Am Morgen des 27.7. erwarten mich wie üblich zahlreiche Nachrichten und diverse Anrufe. Einer von letzteren verweist mich dabei auf ein Treffen mit einer Kontaktperson in einem nahegelegenen Kino. Dort angekommen kaufe ich eine Karte für Neil Breens „Double Down“ und setzte mich in den sehr kleinen Kinosaal, in dem außer mir niemand ist, bis eine elegant gekleidete Frau mit dunklen Haaren sich neben mich setzt.

„Atatakaku narimashita ne!!“, sagt sie, „Atatakakunai desu yo!!“, erwidere ich. Sie nickt, ich schüttele den Kopf. Sie nickt wieder, übergibt mir einen Umschlag und verlässt den Saal. Ich öffne den Umschlag und lese: „Virtuelle Überwachung von Person 41913 sofort abbrechen. Ergebnisse platzieren in: R2x(UB);1/4;NLB456:4;118119. Außerdem: Luna Festival im dortigen Planetarium. Vielleicht interessant für Ihre Zeitung?“

Ich seufze, stecke den Umschlag ein und mache mich auf den Weg zum Hauptbahnhof, um ein Ticket für die Reise in diejenige Stadt zu kaufen, die ich nie wieder betreten wollte. Doch im Leben eines jeden Journalisten kommt irgendwann der Moment, da er sich den Dämonen seiner Vergangenheit stellen muss. Heute ist es nun einmal für mich soweit.

## AUFGELISTETE DATEN
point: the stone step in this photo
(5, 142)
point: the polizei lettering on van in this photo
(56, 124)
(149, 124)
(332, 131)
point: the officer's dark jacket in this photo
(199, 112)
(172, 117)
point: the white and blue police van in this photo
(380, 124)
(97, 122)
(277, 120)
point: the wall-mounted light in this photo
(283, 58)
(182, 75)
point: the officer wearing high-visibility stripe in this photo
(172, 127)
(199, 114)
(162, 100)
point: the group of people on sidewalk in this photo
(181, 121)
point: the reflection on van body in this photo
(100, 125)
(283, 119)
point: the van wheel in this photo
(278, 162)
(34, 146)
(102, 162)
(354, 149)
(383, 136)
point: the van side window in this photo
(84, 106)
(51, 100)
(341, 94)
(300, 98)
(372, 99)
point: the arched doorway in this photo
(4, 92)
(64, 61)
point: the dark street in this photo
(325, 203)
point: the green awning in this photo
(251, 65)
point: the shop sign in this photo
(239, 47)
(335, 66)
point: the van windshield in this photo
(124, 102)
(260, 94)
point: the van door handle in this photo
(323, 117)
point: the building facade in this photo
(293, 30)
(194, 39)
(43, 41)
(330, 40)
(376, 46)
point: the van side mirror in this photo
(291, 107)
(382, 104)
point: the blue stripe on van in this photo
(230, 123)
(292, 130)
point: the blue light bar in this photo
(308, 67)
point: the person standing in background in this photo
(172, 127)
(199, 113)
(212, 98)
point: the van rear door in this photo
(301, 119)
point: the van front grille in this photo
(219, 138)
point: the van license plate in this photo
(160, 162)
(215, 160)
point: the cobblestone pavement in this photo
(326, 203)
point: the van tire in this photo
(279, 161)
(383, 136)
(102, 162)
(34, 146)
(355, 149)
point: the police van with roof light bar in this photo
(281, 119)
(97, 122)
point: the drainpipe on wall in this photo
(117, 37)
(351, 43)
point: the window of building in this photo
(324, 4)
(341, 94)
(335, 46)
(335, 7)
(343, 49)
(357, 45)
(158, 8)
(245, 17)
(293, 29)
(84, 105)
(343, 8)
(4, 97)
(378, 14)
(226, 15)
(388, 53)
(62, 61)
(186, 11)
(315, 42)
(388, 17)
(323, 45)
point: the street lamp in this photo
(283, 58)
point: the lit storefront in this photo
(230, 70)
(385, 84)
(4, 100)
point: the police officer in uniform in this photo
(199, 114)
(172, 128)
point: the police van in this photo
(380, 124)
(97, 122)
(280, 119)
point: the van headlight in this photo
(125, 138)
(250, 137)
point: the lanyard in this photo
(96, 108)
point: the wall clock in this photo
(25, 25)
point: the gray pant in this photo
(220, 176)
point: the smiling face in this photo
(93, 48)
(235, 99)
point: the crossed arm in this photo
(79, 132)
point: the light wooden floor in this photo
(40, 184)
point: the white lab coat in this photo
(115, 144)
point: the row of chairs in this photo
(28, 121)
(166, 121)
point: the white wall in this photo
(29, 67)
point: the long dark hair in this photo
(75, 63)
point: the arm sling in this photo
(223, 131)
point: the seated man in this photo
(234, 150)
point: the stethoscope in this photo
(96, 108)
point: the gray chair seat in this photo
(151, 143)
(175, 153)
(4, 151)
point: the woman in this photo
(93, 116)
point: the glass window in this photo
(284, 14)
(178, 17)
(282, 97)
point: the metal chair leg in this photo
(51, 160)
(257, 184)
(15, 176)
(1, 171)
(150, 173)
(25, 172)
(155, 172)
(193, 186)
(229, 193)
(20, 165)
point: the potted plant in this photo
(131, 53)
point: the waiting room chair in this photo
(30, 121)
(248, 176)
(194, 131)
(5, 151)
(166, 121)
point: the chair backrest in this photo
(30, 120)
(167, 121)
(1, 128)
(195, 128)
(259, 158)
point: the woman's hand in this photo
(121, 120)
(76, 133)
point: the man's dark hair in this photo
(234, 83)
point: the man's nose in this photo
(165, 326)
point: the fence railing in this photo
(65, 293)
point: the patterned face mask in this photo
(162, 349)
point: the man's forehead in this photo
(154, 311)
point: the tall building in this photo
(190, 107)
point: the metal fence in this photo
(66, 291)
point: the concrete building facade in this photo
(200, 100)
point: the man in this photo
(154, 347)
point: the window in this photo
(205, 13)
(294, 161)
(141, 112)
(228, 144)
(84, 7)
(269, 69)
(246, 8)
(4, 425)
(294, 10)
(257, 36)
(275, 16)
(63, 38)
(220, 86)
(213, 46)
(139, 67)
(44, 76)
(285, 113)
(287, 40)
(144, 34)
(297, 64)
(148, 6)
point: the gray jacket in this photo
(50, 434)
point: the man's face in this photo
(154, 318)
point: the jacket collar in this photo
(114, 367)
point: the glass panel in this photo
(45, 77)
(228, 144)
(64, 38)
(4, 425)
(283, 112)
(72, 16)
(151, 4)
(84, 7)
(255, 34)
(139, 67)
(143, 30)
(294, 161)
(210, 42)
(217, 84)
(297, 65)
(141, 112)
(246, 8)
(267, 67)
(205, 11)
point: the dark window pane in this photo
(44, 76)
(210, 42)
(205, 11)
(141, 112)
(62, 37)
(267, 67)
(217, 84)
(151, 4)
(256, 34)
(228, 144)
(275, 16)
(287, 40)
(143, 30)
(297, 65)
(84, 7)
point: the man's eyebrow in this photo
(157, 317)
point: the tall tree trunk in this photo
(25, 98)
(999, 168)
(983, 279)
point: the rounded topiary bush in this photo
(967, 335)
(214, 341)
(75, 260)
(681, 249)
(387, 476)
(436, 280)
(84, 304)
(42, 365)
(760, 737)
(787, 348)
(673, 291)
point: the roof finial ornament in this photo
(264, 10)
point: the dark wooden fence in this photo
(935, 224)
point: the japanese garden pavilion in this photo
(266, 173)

## AUFGABEN
**A.** Gib aus der Journalistengeschichte den Teil beginnend bei „Am Morgen des“ und endend bei „neben mich setzt.“ wieder. Setze dabei „Informantin“ an die Stelle von „Kontaktperson“.
**B.** Schreibe die Journalistengeschichte im Anschluss an ihren letzten Satz weiter.

## ENDGÜLTIGE ANTWORTEN
**A.**
Am Morgen des 27.7. erwarten mich wie üblich zahlreiche Nachrichten und diverse Anrufe. Einer von letzteren verweist mich dabei auf ein Treffen mit einer Informantin in einem nahegelegenen Kino. Dort angekommen kaufe ich eine Karte für Neil Breens „Double Down“ und setzte mich in den sehr kleinen Kinosaal, in dem außer mir niemand ist, bis eine elegant gekleidete Frau mit dunklen Haaren sich neben mich setzt.

**B.**
Die Fahrt mit dem Zug beginnt um 13.04 Uhr und dauert vier Stunden. Nachdem ich endlich an der vom Brief genannten Stelle bin, deponiere ich dort die Ergebnisse meiner Überwachung und mache mich, da es schon relativ spät ist, auf den Weg zum Planetarium. Als ich ankomme, sehe ich, dass das lunare Festival schon in vollem Gange ist. Der Eintritt in das Planetarium und die Kuppel sind heute frei, Essen kann auf dem Platz davor gekauft werden. Zur Auswahl stehen Currywurst mit Pommes, indisches Streetfood und vegane Burger sowie einfach gar nichts zu essen. Ich entscheide mich notgedrungen für letzteres, da ich bei allen Ständen nicht mal das Ende der Schlange finden kann.



Dieser Mob aus Blutmondhuldigern hat bestimmt einen heidnischen Hintergrund


Ich mache einen Versuch, in die Planetariumskuppel zu gelangen, aber das Gedränge auf dem Platz draußen ist einfach zu dicht, so dass für einen abgebrochenen Gartenzwerg wie mich kein Durchkommen zum Planetariumsgebäude ist. Glücklicherweise schubst mich in dem Moment ein zwei Meter großer und zwei Meter breiter Mann zur Seite und drängelt sich durch. Ich nutze die Gelegenheit und folge ihm durch die Menge. Glücklicherweise ist sein Ziel offenbar ebenfalls die Kuppel. Oder auch nicht: Im Planetariumsgebäude wendet er sich den WCs zu.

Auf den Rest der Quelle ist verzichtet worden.